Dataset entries
● ● ● ● ●
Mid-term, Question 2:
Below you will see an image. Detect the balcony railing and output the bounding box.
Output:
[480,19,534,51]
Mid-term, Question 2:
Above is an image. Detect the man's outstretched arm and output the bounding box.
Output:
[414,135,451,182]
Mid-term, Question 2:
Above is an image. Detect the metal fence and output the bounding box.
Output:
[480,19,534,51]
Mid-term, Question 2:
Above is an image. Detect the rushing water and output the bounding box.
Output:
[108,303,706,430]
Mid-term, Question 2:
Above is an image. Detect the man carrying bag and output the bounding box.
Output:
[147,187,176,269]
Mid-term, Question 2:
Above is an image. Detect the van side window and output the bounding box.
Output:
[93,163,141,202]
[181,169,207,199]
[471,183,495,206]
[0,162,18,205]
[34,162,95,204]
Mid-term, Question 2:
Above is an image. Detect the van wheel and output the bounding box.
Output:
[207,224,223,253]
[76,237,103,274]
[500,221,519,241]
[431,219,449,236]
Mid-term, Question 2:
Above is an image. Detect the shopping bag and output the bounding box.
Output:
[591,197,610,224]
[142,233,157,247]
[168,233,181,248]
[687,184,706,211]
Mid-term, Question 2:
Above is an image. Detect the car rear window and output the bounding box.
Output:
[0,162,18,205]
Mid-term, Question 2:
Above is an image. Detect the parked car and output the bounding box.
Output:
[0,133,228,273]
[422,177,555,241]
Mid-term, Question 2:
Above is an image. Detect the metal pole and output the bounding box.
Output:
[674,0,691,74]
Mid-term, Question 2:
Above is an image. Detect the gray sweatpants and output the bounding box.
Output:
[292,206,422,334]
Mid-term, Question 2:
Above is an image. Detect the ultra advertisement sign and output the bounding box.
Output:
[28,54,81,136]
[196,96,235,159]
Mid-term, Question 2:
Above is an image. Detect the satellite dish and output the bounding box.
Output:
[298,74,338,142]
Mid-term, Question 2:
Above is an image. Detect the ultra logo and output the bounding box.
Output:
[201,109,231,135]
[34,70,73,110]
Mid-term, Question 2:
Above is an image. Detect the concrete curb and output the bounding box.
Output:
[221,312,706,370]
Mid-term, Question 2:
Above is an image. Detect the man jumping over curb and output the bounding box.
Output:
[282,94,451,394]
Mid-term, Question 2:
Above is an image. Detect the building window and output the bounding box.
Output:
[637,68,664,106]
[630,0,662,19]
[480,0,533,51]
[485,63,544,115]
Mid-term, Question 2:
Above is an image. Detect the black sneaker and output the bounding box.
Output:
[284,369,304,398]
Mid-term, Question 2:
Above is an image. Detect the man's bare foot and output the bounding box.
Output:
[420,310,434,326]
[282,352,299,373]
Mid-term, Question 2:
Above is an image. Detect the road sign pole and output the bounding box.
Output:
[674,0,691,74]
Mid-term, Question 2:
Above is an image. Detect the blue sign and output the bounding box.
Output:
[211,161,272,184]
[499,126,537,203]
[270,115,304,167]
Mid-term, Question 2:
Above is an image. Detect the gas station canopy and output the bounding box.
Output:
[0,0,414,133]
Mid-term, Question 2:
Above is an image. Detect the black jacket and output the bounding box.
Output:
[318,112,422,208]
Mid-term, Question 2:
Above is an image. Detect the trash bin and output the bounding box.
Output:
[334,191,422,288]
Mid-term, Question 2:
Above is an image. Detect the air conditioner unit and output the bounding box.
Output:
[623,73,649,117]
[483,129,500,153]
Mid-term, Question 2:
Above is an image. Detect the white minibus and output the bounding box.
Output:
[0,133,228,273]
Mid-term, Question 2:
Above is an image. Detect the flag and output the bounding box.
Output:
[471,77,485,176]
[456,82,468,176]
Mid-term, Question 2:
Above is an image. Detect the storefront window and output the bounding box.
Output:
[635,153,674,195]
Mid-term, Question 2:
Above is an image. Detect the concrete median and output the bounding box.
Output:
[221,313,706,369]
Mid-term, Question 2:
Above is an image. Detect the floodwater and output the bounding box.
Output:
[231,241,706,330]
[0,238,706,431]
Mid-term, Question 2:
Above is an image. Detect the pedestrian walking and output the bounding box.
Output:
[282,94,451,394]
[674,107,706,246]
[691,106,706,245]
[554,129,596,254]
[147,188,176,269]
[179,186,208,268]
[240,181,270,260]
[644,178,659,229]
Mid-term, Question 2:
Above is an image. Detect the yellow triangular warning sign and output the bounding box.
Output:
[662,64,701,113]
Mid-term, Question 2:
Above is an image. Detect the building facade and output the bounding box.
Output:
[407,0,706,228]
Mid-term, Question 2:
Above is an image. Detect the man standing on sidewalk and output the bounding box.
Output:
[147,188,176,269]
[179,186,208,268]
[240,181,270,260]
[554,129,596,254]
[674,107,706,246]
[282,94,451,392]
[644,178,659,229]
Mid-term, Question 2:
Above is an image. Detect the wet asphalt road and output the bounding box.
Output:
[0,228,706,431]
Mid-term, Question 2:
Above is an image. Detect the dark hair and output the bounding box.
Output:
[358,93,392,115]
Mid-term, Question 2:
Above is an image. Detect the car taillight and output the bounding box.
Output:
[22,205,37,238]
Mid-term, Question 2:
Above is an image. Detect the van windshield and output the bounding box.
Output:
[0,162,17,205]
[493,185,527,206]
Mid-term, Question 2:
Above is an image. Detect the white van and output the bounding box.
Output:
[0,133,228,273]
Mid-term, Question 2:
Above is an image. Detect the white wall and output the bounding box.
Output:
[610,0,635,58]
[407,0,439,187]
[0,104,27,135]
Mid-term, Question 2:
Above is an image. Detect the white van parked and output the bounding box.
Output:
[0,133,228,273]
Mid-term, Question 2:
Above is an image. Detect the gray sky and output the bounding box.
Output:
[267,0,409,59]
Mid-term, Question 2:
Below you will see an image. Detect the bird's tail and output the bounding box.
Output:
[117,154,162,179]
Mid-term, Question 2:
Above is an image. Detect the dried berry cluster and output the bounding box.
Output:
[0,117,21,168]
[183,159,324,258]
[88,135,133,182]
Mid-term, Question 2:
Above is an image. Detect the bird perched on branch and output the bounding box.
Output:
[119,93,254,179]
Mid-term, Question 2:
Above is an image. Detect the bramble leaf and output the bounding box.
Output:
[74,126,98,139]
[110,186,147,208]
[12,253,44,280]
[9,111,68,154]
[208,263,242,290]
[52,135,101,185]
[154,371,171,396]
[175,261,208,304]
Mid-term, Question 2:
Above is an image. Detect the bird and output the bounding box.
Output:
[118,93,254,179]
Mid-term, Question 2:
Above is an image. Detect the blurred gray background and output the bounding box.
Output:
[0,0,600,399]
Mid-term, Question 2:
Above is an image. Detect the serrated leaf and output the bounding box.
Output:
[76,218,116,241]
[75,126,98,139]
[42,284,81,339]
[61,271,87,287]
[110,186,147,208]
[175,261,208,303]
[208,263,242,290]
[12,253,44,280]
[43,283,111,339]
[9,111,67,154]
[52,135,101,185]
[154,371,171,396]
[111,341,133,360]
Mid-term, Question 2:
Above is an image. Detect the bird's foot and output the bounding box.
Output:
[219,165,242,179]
● ● ● ● ●
Output every entry shown above, exactly.

Mid-term, Question 2:
Below you will see an image. Detect the balcony railing and output the bounding box.
Output:
[480,19,534,51]
Mid-term, Question 2:
Above is an image. Detect the man's outstretched arm and output the bounding box.
Output:
[414,135,451,182]
Mid-term, Question 2:
Above is an image. Detect the metal fence and output the bounding box.
Output:
[480,19,534,51]
Mid-term, Question 2:
Above is an image. Detect the rushing water and output the bounding box.
Output:
[108,303,706,430]
Mid-term, Question 2:
Above is an image. Detect the man carrying bag and output the bounding box.
Output:
[147,187,176,269]
Mid-term, Question 2:
Above is an image. Detect the van side window and output the bounding box.
Output:
[93,163,141,202]
[181,169,207,199]
[471,183,495,206]
[0,162,18,205]
[34,162,95,204]
Mid-term, Question 2:
Above is an image. Detect the van wheel and output the bounding box.
Output:
[207,224,223,253]
[76,237,103,274]
[500,221,519,241]
[431,219,449,236]
Mid-term, Question 2:
Above is an image. Detect the shopping bag and output the bounding box.
Output:
[591,197,610,224]
[142,233,157,247]
[168,233,181,248]
[687,184,706,211]
Mid-term, Question 2:
Above is an image. Detect the car rear window and output the bounding box.
Output:
[0,162,18,205]
Mid-term, Question 2:
Above is an image. Detect the parked car and output the bounding box.
Output:
[0,133,228,273]
[422,177,555,241]
Mid-term, Question 2:
Above is an image. Detect the metal pole and output the bounding box.
Output:
[674,0,691,74]
Mid-term, Question 2:
Above is an image. Detect the gray sweatpants and output the bounding box.
Output:
[292,206,422,334]
Mid-term, Question 2:
Above is an image. Detect the ultra advertisement sign and output the bounding box.
Output:
[28,54,81,136]
[196,96,235,159]
Mid-term, Question 2:
Above is an image. Detect the satellite dish and output the bounding box.
Output:
[298,74,338,142]
Mid-term, Question 2:
Above is an image. Detect the ultra logo and output the bounding box.
Output:
[201,109,231,135]
[34,70,73,110]
Mid-term, Question 2:
Above is an image. Detect the concrete curb and output the bounding box.
Output:
[221,312,706,370]
Mid-term, Question 2:
Above is an image. Detect the man jumping over curb and output the bounding box.
Output:
[282,94,451,394]
Mid-term, Question 2:
Above is an image. Detect the building window and output the bounding box.
Output:
[637,68,664,106]
[630,0,662,19]
[480,0,533,51]
[485,63,544,115]
Mid-term, Question 2:
Above is an image. Detect the black sneaker and output the bounding box.
Output:
[284,369,304,398]
Mid-term, Question 2:
Above is an image. Detect the man's bare foot and output the bounding box.
Output:
[420,310,434,326]
[282,352,299,373]
Mid-term, Question 2:
Above is an image. Detect the road sign pole and output the bounding box.
Output:
[674,0,691,74]
Mid-term, Question 2:
Above is an image. Detect the blue sign and output the bounding box.
Output:
[211,161,272,184]
[499,126,537,203]
[270,115,304,167]
Mid-term, Question 2:
Above is an image. Detect the gas station canopy and output the bounding box.
Output:
[0,0,414,133]
Mid-term, Question 2:
Above is an image. Detect the black jacket and output the bounding box.
Output:
[318,112,422,208]
Mid-term, Question 2:
Above is an image. Detect the trash bin and output the bounding box.
Output:
[334,191,422,288]
Mid-term, Question 2:
Above is an image. Detect the air conditioner unit and output the bounding box.
Output:
[623,73,649,117]
[483,129,500,153]
Mid-term, Question 2:
Above is an image. Detect the white minibus and output the bounding box.
Output:
[0,133,228,273]
Mid-term, Question 2:
Above is an image. Detect the flag and output the bounding box.
Output:
[471,77,485,176]
[456,82,468,176]
Mid-term, Question 2:
Above is an image. Detect the storefront window and output the bounding box.
Output:
[635,153,674,195]
Mid-term, Question 2:
Above is an image. Detect the concrete median and output the bounding box.
Output:
[221,313,706,369]
Mid-term, Question 2:
Above is an image. Detect the floodwater and output the bounding box.
Output:
[231,241,706,330]
[0,238,706,431]
Mid-term, Question 2:
Above is an image. Detect the pedestrian walking and output the bounding box.
Output:
[282,94,451,394]
[674,107,706,246]
[691,106,706,245]
[554,129,596,254]
[147,188,176,269]
[179,186,208,268]
[240,181,270,260]
[644,178,659,229]
Mid-term, Question 2:
Above is an image. Detect the yellow triangular warning sign and output the bounding box.
Output:
[662,64,701,113]
Mid-term, Question 2:
Above is an image. Detect the building facade and output the bounding box.
Output:
[407,0,706,228]
Mid-term, Question 2:
Above is an image. Detect the man standing on sidewalk and output the bounding box.
Output:
[147,188,176,269]
[179,186,208,268]
[240,181,270,260]
[554,129,596,254]
[674,107,706,246]
[282,94,451,392]
[644,178,659,229]
Mid-term, Question 2:
Above is an image. Detect the wet asphalt road and output the bounding box.
Output:
[0,228,706,431]
Mid-term, Question 2:
Above is an image. Detect the dark hair and output the bounding box.
Output:
[358,93,392,115]
Mid-term, Question 2:
Above is an image. Detect the car taillight and output the bounding box.
Output:
[22,205,37,238]
Mid-term, Question 2:
Above is an image. Detect the van windshield and output the bounding box.
Output:
[0,162,17,205]
[493,185,527,206]
Mid-term, Question 2:
Above is an image. Detect the white van and output the bounding box.
Output:
[0,133,228,273]
Mid-term, Question 2:
Above is an image. Detect the white wall and output the bounding box.
Output:
[610,0,635,58]
[407,0,439,187]
[0,104,27,135]
Mid-term, Question 2:
Above is an image. Detect the white van parked and output the bounding box.
Output:
[0,133,228,273]
Mid-term, Question 2:
Above is an image. Detect the gray sky and output the bounding box.
Output:
[267,0,409,59]
Mid-term, Question 2:
Below you will see an image. Detect the bird's tail and output the bounding box.
Output:
[117,154,162,179]
Mid-term, Question 2:
Above is an image. Detect the dried berry cluster and output the bounding box.
Output:
[0,117,21,168]
[183,159,324,258]
[88,135,133,182]
Mid-term, Question 2:
Above is an image. Detect the bird perched on branch and output the bounding box.
Output:
[119,93,254,179]
Mid-term, Question 2:
Above is an image. Detect the bramble leaf and output the bounding box.
Output:
[74,126,98,139]
[110,186,147,208]
[12,253,44,280]
[9,111,68,154]
[208,263,242,290]
[52,135,101,185]
[154,371,171,396]
[175,261,208,304]
Mid-term, Question 2:
Above is an image. Detect the bird and output the bounding box.
Output:
[118,93,254,179]
Mid-term, Question 2:
Above is an image. Detect the blurred gray background and output the bounding box.
Output:
[0,0,600,399]
Mid-term, Question 2:
Above is an image. Detect the serrated leaf and output the bounding box.
Output:
[76,218,116,241]
[75,126,98,139]
[42,284,81,339]
[61,271,87,287]
[110,186,147,208]
[175,261,208,303]
[208,263,242,290]
[12,253,44,280]
[43,283,111,339]
[9,111,67,154]
[52,135,101,185]
[154,371,171,396]
[111,341,133,360]
Mid-term, Question 2:
Above is an image. Detect the bird's foot and output the bounding box.
Output:
[219,165,242,179]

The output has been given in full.